■ REQUIRED ACTION: Examine the records and identify each line that includes the string "twig". Copy those lines.

Records from a data collection:
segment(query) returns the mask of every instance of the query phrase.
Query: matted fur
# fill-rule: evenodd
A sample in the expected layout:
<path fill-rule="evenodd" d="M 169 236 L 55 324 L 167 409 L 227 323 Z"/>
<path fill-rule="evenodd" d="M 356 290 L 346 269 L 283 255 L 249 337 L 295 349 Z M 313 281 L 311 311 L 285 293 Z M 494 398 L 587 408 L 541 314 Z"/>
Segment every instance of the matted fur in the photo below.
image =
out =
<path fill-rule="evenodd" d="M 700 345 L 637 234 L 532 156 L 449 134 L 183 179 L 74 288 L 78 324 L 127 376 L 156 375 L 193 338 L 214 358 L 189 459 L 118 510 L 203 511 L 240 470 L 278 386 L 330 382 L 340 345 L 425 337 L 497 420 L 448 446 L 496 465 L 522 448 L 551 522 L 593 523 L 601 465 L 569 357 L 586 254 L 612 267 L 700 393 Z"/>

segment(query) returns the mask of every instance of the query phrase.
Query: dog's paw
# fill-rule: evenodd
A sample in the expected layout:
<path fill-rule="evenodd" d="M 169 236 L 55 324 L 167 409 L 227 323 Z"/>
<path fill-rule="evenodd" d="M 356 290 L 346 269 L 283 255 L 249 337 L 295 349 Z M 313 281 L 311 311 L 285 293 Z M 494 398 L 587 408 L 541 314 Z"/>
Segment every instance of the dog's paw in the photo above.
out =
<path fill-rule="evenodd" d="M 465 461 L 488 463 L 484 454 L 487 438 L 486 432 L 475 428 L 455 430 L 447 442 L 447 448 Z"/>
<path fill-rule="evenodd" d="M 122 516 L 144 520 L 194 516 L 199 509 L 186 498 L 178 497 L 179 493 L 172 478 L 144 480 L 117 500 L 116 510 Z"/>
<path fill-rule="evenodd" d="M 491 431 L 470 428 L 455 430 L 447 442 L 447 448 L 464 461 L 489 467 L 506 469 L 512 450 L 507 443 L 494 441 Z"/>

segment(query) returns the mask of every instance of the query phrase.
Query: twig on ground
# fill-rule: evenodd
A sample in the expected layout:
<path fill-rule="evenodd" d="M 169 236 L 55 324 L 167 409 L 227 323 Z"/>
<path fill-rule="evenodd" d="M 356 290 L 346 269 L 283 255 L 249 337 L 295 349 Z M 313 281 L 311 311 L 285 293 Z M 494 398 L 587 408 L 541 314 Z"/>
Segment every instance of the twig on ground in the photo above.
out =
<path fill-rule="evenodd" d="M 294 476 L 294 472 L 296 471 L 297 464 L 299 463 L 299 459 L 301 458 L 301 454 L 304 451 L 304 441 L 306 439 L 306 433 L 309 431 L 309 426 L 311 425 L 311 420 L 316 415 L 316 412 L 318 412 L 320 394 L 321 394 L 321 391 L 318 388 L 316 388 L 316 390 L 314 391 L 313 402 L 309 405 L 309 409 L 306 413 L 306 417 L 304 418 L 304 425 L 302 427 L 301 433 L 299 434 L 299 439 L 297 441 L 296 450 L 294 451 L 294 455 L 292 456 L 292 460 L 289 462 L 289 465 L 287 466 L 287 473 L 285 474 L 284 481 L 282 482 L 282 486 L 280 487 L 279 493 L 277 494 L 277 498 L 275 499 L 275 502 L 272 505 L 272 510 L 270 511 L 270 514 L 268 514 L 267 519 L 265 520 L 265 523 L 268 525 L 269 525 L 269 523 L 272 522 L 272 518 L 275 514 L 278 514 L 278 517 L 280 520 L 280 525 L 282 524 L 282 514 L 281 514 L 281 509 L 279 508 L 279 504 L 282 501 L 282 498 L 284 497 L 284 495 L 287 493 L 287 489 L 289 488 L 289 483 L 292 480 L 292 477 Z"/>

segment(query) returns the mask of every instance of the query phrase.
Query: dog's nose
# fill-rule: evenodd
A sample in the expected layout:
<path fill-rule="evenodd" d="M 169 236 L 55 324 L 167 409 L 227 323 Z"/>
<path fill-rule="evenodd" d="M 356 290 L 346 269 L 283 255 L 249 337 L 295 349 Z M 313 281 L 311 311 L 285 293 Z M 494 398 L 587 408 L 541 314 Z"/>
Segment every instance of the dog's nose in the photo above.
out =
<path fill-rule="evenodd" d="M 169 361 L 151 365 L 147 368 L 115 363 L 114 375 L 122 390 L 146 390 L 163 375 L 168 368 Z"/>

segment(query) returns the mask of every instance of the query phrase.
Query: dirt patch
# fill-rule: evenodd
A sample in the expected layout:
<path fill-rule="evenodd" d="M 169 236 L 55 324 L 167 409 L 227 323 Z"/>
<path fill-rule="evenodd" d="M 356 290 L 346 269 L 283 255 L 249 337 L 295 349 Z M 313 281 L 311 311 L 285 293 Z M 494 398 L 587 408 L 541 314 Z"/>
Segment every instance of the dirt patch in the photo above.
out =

■ WRITTEN SOLUTION:
Query: twig on ground
Segment every instance of the twig on ground in the photo above.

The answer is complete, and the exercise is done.